(EXERCISE TASK):
Reproduce every one of the rows below, substituting "outliner" for "segmenter" wherever it occurs and leaving all other text unaltered.

— START INFORMATION SHOWN —

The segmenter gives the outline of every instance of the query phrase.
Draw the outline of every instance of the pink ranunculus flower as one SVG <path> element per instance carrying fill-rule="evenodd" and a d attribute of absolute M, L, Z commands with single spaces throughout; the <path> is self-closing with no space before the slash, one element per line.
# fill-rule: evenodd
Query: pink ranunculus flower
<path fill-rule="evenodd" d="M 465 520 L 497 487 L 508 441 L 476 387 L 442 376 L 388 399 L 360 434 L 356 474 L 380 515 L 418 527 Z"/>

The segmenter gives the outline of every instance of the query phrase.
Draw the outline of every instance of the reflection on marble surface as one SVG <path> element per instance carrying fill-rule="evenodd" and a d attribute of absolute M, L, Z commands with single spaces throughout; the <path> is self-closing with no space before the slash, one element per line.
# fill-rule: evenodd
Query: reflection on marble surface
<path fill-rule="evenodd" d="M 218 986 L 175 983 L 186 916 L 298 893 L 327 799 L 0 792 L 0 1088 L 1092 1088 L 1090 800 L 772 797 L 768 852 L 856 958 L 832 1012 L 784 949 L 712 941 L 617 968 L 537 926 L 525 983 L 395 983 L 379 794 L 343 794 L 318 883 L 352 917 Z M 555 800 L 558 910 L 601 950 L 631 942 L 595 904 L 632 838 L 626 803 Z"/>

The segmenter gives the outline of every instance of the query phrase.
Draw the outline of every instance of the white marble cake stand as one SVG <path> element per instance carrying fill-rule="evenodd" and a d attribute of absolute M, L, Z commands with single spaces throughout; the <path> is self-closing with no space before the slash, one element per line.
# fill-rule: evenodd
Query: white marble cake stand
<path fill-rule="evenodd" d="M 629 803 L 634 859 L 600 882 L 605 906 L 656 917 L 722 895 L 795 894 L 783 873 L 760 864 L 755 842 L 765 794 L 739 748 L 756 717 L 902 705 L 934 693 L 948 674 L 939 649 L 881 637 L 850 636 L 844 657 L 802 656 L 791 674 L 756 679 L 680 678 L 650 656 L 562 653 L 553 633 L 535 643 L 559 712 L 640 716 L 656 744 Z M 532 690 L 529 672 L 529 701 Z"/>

— END INFORMATION SHOWN —

(SOLUTION FOR THIS EXERCISE):
The outliner gives the outline of every instance of the query phrase.
Draw the outline of every instance of the pink ranunculus flower as one SVG <path> element per instance carrying fill-rule="evenodd" and a d attribute of absolute M, L, Z commands with single spaces throughout; the <path> is self-closing with no space before the slash, one element per line.
# fill-rule: evenodd
Query: pink ranunculus flower
<path fill-rule="evenodd" d="M 465 520 L 497 487 L 508 441 L 476 387 L 442 376 L 388 399 L 360 434 L 356 474 L 380 515 L 418 527 Z"/>

The outliner gives the outline of every instance of the query phrase.
Draw the outline of every instance of the reflection on marble surface as one SVG <path> element per instance carrying fill-rule="evenodd" and a d attribute of absolute M, L, Z commands with single spaces throughout; the <path> is self-closing with no space before the slash, one element per line.
# fill-rule: evenodd
Query: reflection on marble surface
<path fill-rule="evenodd" d="M 218 986 L 175 983 L 186 916 L 298 893 L 327 799 L 0 792 L 0 1088 L 1092 1088 L 1090 800 L 772 797 L 768 852 L 856 958 L 832 1012 L 784 949 L 712 941 L 617 968 L 537 926 L 525 983 L 395 983 L 379 794 L 343 794 L 318 883 L 352 917 Z M 555 800 L 558 910 L 601 950 L 631 942 L 595 904 L 632 838 L 626 803 Z"/>

The outliner gives the outline of every instance of the query phrase.
Draw the outline of every instance of the white marble cake stand as one SVG <path> element per instance carrying fill-rule="evenodd" and a d attribute of absolute M, L, Z commands with single spaces throughout; the <path> is self-closing with no space before the slash, one element per line.
# fill-rule: evenodd
Query: white marble cake stand
<path fill-rule="evenodd" d="M 629 803 L 634 859 L 600 882 L 605 906 L 656 917 L 722 895 L 795 894 L 783 873 L 760 864 L 755 842 L 765 794 L 739 748 L 756 717 L 902 705 L 934 693 L 948 674 L 939 649 L 881 637 L 850 636 L 844 657 L 802 656 L 791 674 L 756 679 L 680 678 L 650 656 L 562 653 L 553 633 L 535 643 L 559 712 L 640 716 L 656 744 Z M 532 690 L 529 672 L 529 701 Z"/>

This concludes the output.